(Point-per-instance localization data)
↓↓↓
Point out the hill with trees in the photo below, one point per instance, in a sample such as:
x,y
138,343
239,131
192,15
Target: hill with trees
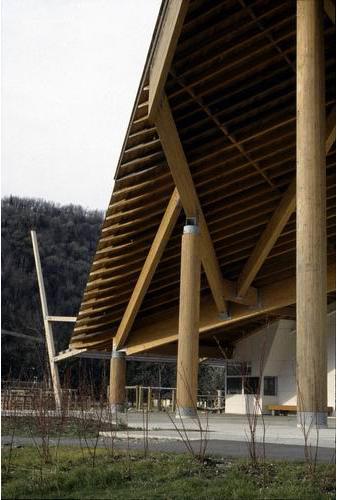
↑↑↑
Only lines holding the word "hill" are wanted, so copy each of them from the records above.

Output:
Point out the hill with trees in the photo below, one point per instance, in a sample such as:
Target: hill with trees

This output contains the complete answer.